**EXERCISE BRIEF**
Pull every line that includes the word "outline" out of the data below and copy it.

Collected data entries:
BEGIN

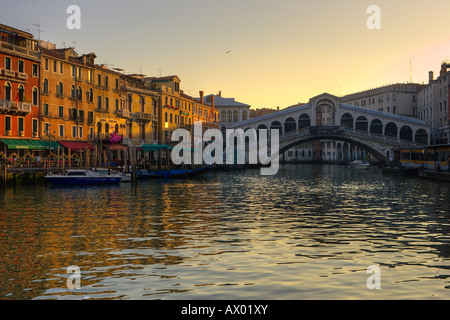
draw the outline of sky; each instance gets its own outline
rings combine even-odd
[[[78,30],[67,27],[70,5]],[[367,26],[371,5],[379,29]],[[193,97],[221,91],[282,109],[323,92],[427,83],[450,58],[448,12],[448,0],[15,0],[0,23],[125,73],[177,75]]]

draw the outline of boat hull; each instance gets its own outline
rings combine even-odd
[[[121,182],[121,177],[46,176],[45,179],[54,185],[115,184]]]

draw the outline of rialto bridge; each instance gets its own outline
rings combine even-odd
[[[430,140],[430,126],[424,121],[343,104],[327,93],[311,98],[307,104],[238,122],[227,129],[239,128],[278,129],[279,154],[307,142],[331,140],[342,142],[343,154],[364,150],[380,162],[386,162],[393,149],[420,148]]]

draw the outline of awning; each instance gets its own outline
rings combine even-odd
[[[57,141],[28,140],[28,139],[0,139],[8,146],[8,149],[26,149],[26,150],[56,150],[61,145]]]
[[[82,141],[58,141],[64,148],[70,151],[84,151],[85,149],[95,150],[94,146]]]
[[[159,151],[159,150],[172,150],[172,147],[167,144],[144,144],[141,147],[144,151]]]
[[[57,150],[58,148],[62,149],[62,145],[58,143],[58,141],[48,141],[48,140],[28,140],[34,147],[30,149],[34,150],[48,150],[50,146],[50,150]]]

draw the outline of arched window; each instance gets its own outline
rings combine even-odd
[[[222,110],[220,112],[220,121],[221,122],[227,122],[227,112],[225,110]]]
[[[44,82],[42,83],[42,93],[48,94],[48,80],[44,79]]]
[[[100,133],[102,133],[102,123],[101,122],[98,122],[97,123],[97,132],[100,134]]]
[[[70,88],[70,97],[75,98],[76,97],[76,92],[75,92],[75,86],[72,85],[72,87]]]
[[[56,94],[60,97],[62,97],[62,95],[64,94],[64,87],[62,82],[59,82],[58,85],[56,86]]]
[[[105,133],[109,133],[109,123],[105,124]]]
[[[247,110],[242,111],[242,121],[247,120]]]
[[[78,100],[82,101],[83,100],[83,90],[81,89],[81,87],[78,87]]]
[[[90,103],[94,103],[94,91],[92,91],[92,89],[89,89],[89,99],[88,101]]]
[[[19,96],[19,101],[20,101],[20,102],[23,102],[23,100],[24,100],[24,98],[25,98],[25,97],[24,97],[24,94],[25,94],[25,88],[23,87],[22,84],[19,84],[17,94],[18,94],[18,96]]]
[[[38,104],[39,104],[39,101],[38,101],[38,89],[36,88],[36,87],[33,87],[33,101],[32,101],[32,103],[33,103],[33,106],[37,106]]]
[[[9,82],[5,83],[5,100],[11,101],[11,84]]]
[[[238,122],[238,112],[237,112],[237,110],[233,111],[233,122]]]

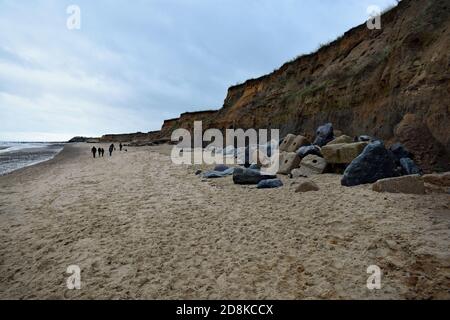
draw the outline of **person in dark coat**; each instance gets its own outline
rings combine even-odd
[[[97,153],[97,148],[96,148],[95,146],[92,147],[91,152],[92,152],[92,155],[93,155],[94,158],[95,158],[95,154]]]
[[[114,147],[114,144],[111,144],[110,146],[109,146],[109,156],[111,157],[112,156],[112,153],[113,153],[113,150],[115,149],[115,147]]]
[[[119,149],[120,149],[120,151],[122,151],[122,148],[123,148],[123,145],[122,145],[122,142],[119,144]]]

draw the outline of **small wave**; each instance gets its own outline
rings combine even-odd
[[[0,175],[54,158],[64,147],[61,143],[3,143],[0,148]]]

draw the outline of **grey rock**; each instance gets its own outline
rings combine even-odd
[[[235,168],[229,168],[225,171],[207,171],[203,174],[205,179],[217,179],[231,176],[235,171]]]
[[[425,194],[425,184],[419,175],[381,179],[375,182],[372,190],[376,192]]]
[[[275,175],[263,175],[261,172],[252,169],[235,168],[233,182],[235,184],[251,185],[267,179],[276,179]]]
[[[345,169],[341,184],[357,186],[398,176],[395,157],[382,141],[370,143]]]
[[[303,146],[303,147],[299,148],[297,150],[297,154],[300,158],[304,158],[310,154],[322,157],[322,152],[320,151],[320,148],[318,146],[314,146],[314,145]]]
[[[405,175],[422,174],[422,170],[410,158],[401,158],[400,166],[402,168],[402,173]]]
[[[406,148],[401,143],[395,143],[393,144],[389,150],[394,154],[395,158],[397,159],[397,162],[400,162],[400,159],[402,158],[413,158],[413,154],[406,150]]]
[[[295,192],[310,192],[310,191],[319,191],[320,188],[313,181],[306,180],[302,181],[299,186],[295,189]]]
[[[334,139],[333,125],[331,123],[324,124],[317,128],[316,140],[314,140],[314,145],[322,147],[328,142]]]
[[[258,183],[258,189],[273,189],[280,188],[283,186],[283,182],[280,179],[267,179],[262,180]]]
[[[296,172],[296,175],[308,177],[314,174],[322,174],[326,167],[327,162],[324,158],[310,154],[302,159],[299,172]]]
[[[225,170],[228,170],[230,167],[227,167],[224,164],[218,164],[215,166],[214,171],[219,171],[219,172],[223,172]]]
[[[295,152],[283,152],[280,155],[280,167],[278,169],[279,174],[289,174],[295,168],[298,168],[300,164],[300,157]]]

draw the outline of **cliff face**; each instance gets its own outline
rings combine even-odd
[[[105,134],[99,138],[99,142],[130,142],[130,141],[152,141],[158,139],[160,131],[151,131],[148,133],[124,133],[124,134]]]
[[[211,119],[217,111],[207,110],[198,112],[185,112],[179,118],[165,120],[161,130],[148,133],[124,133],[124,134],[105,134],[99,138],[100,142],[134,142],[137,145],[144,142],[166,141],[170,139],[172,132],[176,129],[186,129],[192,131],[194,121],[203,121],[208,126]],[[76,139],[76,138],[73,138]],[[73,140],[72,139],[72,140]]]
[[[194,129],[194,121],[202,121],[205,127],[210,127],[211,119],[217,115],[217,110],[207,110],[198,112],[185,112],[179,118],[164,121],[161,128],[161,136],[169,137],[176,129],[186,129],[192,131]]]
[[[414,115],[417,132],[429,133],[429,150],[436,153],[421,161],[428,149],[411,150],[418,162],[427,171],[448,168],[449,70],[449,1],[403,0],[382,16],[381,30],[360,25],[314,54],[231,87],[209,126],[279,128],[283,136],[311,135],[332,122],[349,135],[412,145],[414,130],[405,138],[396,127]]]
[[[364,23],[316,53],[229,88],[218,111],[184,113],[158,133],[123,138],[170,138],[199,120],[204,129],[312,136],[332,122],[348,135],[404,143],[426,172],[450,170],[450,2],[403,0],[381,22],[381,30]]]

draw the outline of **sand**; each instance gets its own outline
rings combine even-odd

END

**FINISHED EXERCISE**
draw the outline of sky; each instance gets its own outline
draw the outline of boat hull; each instance gets its own outline
draw the outline of rialto bridge; each instance gets its own outline
draw the outline of awning; each instance gets its own outline
draw the outline of arched window; each instance gets its own outline
draw the outline of **person in dark coat**; each instance gets its own outline
draw the outline of **small wave**; each instance gets its own outline
draw the outline of **grey rock**; each instance gets its own outline
draw the outline of **cliff face**; each instance gets its own outline
draw the outline of **sand**; each instance gets its own outline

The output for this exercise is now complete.